On Thu, Apr 24, 2014 at 10:43 PM, Gary Mohr <gary.m...@bull.com> wrote:
> After spending most of yesterday trying to figure out why I was seeing
> an infinite loop in the list code, Vince’s comments are quite meaningful to
> me. This morning I looked at the showevtinfo source in libpfm4. It has a
> huge advantage that it can print the event output from within the loops
> that walk the event tables.
>
>
>
> In the PAPI environment, there is an enumerate API which can be used to
> get the first or next event code for a given component. The caller then
> passes the event code to a get event info API call to get information about
> the event which can be printed by the caller. The problems that Vince
> discussed and that I am seeing are in the enumerate API calls. The problem
> happens when trying to find the next event code to get information about.
> The caller tells PAPI the event code of the last one it processed and PAPI
> is supposed to give back the next event code to do.
>
>
>
> I think I now understand why the loop I was seeing yesterday happens but I
> am not sure yet how to best fix it.
>
>
>
> When PAPI calls pfm_get_os_event_encoding with an event name of
> perf::CYCLES using the OS 2 (PFM_OS_PERF_EVENT_EXT), it returns the
> following fully formatted event name:
>
>
>
> perf::PERF_COUNT_HW_CPU_CYCLES:u=1:k=1:precise=0:excl=0:mg=0:mh=1
>
>
>
> I think the event name is different than what was passed in because
> perf::CYCLES is defined in the event tables as being equivalent to
> perf::PERF_COUNT_HW_CPU_CYCLES.
>
>
>
> Stephane, is this result from libpfm4 pfm_get_os_event_encoding
> considered correct ??
>
>
>
It is correct because it can be passed back for encoding and it will
succeed.
> These two events have different event codes so when PAPI does a
> ntv_name_to_code call with the perf::PERF_COUNT_HW_CPU_CYCLES name, it gets
> the event code of the previous one that was done. It then adds 1 and ends
> up redoing the perf::CYCLES event causing the infinite loop.
>
>
>
Those two events should have the same event codes, they are aliases. If
not, then this is a bug.
> A possible solution could be to have libpfm4’s encode function always
> return a fully formatted event string using the event name it was passed.
>
>
>
> Another maybe nicer solution could be to modify PAPI to not even do the
> encode and ntv_name_to_code calls when listing events. The enumeration API
> was given the event code last processed, could we just add 1, check to make
> sure it represents a valid event (code_to_name) and if not get the first
> event code from the next pmu.
>
>
>
> PAPI currently does these calls because the code is used both when adding
> events to event sets and when listing events. These calls are needed when
> adding events but seem to be just adding complexity when listing events.
> Maybe if the PAPI API calls to add an event to an event set and the one to
> list events did not share the same code, then the code to do each service
> would be easier to manage.
>
>
>
> I will see if I can change the PAPI enumeration API call to not use the
> functions used by the add event API call.

DATASET EXCERPTS:
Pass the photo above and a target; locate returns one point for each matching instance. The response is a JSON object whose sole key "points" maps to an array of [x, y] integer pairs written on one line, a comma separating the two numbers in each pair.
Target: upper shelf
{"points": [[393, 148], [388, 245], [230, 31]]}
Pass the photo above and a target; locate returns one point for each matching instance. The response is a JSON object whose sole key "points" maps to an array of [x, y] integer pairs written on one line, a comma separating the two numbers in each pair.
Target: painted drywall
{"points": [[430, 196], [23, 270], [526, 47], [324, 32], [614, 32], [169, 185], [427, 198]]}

* * *

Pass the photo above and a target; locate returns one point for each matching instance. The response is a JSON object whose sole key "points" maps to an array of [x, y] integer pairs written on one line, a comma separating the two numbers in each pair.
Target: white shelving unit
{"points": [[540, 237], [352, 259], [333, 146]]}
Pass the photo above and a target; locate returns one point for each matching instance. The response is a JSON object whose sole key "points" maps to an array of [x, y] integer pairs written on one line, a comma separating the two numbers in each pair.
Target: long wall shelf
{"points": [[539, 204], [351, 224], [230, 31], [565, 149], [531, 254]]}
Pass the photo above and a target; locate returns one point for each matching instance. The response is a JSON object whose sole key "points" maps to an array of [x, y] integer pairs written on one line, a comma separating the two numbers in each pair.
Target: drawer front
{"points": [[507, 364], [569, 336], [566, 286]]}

TASKS AND EXERCISES:
- 1) In the email about PAPI event enumeration, what fully formatted event name does pfm_get_os_event_encoding return when given perf::CYCLES with PFM_OS_PERF_EVENT_EXT?
- 2) Extend the email about PAPI event enumeration beyond its final line.

TASK-BY-TASK OUTPUTS:
- 1) perf::PERF_COUNT_HW_CPU_CYCLES:u=1:k=1:precise=0:excl=0:mg=0:mh=1

- 2)
>
>
>
> I know this sounds like it should be real simple but yesterday taught me
> it is anything but simple.
>
> Gary
>
>
>
>
>
> *From:* Stephane Eranian [mailto:eran...@googlemail.com]
> *Sent:* Thursday, April 24, 2014 6:49 AM
> *To:* Philip Mucci
> *Cc:* Vince Weaver; Gary Mohr; Heike McCraw; <perfapi-de...@eecs.utk.edu>;
> perfmon2-devel
>
> *Subject:* Re: [perfmon2] [Perfapi-devel] FW: Proposed enhancement to
> libpfm4.
>
>
>
> vince,
>
>
>
> On Thu, Apr 24, 2014 at 3:38 PM, Philip Mucci <mu...@icl.utk.edu> wrote:
>
> Hi Vince,
>
> I'm just a guilty as i did a lot of the pfm work in the past. 8-)
>
> As for the Linux portion, perf is already Linux only, plus configure or
> the compiler sets the LINUX preprocessing define.
>
> So that should be fine, the issue now would be to fix the pfm enumeration.
> Vince do u have any specifics on the issues? I never saw this back in the
> day when I did the first pass at enumeration way back in the day.
>
> Just like Phil, I am not sure I understand the enumeration problem you're
> alluding to.
>
> Look at showevtinfo.c in libpfm4. It lists the events and does not end up
> in an infinite
>
> loop when there are aliases.
>
>
>
> Thanks
>
>
> Apologies for brevity and errors as this was sent from my mobile device.
>
> > On Apr 23, 2014, at 22:55, Vince Weaver <vincent.wea...@maine.edu>
> wrote:
> >
> >> On Wed, 23 Apr 2014, Gary Mohr wrote:
> >>
> >> I have the perf_events component restructured to eliminate the call to
> >> pfm_find_event (plus several other libpfm4 calls) and it looks like it
> >> is working when adding events to an event set. I figured out how to get
> >> the fully qualified event string back from the encode function and now
> >> use that to fill in the information needed by the papi event table.
> >> There is a lot less code executed now when doing an add event and it is
> >> much easier to follow what is happening. This new code supports the
> >> cpu=x mask (I get the value back from the encode function but still have
> >> not made papi changes to use it).
> >
> > Believe it or not the initial PAPI libpfm4 implementation was like this,
> > but I had to abandon it because it just would not work with enumeration.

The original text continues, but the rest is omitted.